--- TREŚĆ POLECENIA ---
Które wiersze rekordów zawierają słowo „thickest”? Wskaż je, przepisując każdy w całości.

--- DANE DO ZADANIA ---
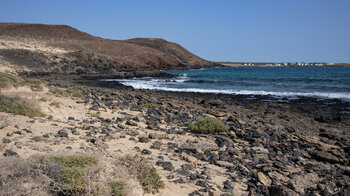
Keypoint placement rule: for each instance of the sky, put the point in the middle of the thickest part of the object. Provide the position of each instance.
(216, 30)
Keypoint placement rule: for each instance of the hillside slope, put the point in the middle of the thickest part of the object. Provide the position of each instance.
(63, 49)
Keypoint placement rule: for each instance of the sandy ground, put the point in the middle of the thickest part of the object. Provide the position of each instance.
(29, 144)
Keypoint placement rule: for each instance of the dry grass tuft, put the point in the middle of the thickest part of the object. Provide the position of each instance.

==

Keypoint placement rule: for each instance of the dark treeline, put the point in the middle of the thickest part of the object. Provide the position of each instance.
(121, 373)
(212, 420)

--- ROZWIĄZANIE ZADANIA ---
Keypoint placement rule: for each instance of the sky, put the point in the middle of the thickest part of the object. Provide the position of each instance.
Keypoint placement rule: for each instance of the hillside slope, put the point in the middle of the thickest part of the object. Provide the position of each instance.
Keypoint placement rule: for each instance of the sandy ground, put the point in the middle of the thickest part of the object. Provide the position of each instance.
Keypoint placement rule: for each instance of the dry grass tuft, put the point in the middle of the thickest part of the object. Provide the position of each instance.
Keypoint placement rule: for each instance of the dark treeline, put the point in the middle of the thickest part of the object. Provide the position of each instance.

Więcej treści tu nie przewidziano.